> Task to carry out
In full and without change, repeat the records shown below.

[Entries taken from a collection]
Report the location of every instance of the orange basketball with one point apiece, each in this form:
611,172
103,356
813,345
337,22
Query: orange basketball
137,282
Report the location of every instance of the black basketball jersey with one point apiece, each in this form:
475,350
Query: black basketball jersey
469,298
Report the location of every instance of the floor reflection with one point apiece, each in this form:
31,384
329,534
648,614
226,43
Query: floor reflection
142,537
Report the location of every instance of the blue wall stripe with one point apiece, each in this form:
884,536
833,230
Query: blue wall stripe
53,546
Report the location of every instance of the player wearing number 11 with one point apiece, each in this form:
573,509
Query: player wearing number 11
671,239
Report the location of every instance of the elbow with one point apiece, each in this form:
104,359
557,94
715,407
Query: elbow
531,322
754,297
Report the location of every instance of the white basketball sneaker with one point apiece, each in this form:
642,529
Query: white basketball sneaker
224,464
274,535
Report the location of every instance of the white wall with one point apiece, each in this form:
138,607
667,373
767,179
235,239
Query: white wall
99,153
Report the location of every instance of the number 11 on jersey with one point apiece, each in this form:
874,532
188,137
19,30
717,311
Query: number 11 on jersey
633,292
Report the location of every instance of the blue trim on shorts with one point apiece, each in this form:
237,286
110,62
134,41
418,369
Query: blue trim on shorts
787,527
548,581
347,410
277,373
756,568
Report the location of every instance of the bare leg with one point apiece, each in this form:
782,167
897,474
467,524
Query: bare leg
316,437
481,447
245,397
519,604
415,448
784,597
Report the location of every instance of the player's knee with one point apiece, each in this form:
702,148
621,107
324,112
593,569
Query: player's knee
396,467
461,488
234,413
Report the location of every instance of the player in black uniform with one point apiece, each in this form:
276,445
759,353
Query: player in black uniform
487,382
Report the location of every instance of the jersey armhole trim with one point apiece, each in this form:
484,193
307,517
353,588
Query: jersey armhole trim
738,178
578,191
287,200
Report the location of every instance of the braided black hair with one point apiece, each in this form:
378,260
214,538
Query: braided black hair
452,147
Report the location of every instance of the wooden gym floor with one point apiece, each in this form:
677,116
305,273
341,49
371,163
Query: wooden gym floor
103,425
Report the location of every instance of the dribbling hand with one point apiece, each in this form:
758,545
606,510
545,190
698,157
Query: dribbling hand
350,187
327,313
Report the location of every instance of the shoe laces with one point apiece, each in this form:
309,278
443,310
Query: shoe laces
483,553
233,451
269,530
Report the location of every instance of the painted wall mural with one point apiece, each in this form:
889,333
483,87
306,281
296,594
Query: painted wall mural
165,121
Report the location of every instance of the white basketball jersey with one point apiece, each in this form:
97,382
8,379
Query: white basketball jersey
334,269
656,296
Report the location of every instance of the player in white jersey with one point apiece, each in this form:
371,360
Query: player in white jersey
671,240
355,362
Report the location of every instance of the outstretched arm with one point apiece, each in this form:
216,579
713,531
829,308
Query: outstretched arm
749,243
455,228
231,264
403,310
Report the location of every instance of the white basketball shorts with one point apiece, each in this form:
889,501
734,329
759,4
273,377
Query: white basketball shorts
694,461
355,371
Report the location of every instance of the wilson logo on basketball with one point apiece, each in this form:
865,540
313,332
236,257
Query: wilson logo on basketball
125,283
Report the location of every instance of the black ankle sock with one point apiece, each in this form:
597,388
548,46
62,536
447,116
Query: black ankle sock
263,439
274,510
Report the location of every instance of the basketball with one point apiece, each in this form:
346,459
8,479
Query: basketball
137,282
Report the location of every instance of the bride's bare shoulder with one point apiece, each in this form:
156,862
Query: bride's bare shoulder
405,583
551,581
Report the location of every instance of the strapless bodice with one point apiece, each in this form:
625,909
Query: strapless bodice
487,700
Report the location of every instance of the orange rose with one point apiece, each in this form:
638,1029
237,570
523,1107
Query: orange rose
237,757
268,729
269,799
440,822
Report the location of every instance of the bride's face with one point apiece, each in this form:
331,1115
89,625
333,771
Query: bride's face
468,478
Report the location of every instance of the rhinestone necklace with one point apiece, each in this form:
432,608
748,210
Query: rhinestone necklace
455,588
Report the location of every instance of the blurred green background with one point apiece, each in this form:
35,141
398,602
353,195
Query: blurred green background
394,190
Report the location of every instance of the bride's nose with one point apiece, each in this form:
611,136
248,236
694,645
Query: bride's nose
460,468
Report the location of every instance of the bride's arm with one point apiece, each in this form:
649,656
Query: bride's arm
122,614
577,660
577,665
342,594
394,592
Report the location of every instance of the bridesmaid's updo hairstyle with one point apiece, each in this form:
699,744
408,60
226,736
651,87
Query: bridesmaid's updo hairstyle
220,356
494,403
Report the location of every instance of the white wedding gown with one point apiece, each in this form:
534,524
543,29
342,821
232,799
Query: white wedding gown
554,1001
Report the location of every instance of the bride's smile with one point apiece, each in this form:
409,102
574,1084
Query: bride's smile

> Written solution
Report the location of every instance of the orange basketball with one point apiece, each in this form:
611,172
103,356
813,345
337,22
Query: orange basketball
137,282
Report the location of every instance of the black basketball jersey with one point apiece, each in this form:
475,350
Query: black basketball jersey
469,298
Report the location of every instance of the floor reflection with one point apiece, each in this form:
31,384
329,534
648,614
226,43
Query: floor reflection
142,537
Report the location of every instance of the blue wall stripe with one point apiece, each in this form:
884,536
833,230
Query: blue wall stripe
53,546
Report the location of every instance of the player wearing number 11 with one point apiece, each in this form:
573,509
Query: player wearing number 11
671,239
Report the location of every instance of the elbow with one point apiece, each in this form:
104,359
557,94
715,407
Query: elbow
531,322
754,297
Report the location of every instance of the white basketball sneaker with one point apiece, each in this form:
642,529
Query: white basketball sneaker
224,464
274,535
Report the location of every instance of the white wall with one point apiece, each in this form:
138,607
667,373
767,179
235,239
Query: white wall
99,153
Report the location of every instance of the number 11 on jersey with one point apiece, each in this form:
874,532
188,137
19,30
717,311
Query: number 11 on jersey
633,292
Report the location of every instance of the blue trim on shorts with one point apiece, each in this form:
237,286
110,62
134,41
418,369
Query: blue trim on shorts
787,527
548,581
347,410
277,373
756,568
Report the location of every instance of the bare leg with one point apiece, each in this form:
782,167
897,474
467,524
Query: bare leg
316,437
481,447
245,397
519,604
415,448
784,597
Report the location of every instance of the player's knee with one point apiece, each in this form:
702,148
621,107
324,112
593,569
Query: player's knee
396,467
461,488
234,413
Report the location of every instance of the player in black uniform with one point apiece, each in this form:
276,445
759,353
Query: player in black uniform
487,382
Report the location of every instance of the jersey armhole trim with one point apiece, each in this form:
484,193
307,517
353,588
Query: jersey armhole trim
738,178
578,191
287,200
Report the location of every instance of the braided black hair with one point apiece, each in this form:
378,260
214,538
Query: braided black hair
452,147
Report the location of every instance of the wooden gym floor with one point apiece, each in this form:
677,116
305,273
341,49
371,163
Query: wooden gym floor
103,425
Report the location of every instance of the dribbling hand with one point apiece, each in this form:
758,545
606,510
545,190
698,157
Query: dribbling hand
350,187
327,313
Report the location of every instance of the shoe laces with one point apiece, each in this form:
309,278
443,310
Query: shoe laces
483,553
233,451
269,530
Report the location of every instance of the painted wall mural with one point apiece, each in this form:
889,333
483,87
306,281
296,594
Query: painted wall mural
165,121
Report the location of every instance of the white basketball jersey with one point apiece, each in this form:
97,382
8,379
Query: white basketball jersey
334,269
656,296
Report the location of every instance of the player in white jersey with one point apiece, each in this form:
371,360
Query: player in white jersey
671,240
355,362
Report the location of every instance of the outstretched arm with one point apiece, each in this form:
216,579
713,531
829,308
Query: outstretched arm
749,243
455,228
231,264
403,310
Report the location of every instance of the white basketball shorts with one point apiece, each in this form:
889,501
734,329
759,4
273,377
Query: white basketball shorts
694,461
355,371
Report the location of every instance of the wilson logo on basketball with one point apiece, each in this form:
865,540
313,332
236,257
Query: wilson logo on basketball
125,283
Report the location of every instance of the black ankle sock with one point apiece, each in this form:
597,388
548,46
62,536
447,116
Query: black ankle sock
263,439
274,510
Report the location of every instance of the basketball with one point apiece, each in this form:
346,459
8,479
Query: basketball
137,282
Report the location of every instance of the bride's bare shoulder with one point apiece, each in this form:
156,862
Query: bride's bare shoulder
405,583
551,581
Report the location of every instance of the strapless bodice with one point apiece, each in this form:
625,909
Query: strapless bodice
487,700
Report the location of every instance of the orange rose with one point apiece, each in this form:
638,1029
237,570
523,1107
Query: orange rose
237,757
268,729
269,799
440,822
Report the location of every instance of the bride's face with one point apiece, each in this form:
331,1115
89,625
333,771
Query: bride's face
468,478
Report the location of every instance of the rhinestone necklace with one point apiece, each in this form:
432,608
748,210
Query: rhinestone necklace
455,588
Report the location of every instance of the blurred green background with one point apiece, each in this form:
35,141
398,602
353,195
Query: blurred green background
394,190
Report the location of every instance of the bride's nose with one point apiece, each in this form:
611,136
248,236
694,645
Query: bride's nose
460,468
Report the location of every instance of the bride's arm with one point apiece, each in this form:
649,656
Query: bride's arm
122,614
577,660
577,665
342,594
394,592
Report the location of every instance of the bridesmaid's updo hairstyle with one point apiece, each in this form:
699,744
408,60
226,736
651,87
Query: bridesmaid's updo hairstyle
220,356
494,403
Report the location of every instance of the white wedding gown with one point apiece, each in this form:
534,524
543,29
342,821
232,799
Query: white wedding gown
554,1001
Report the location of every instance of the bride's smile with one point apiece, each in this form:
409,102
574,1084
Query: bride's smile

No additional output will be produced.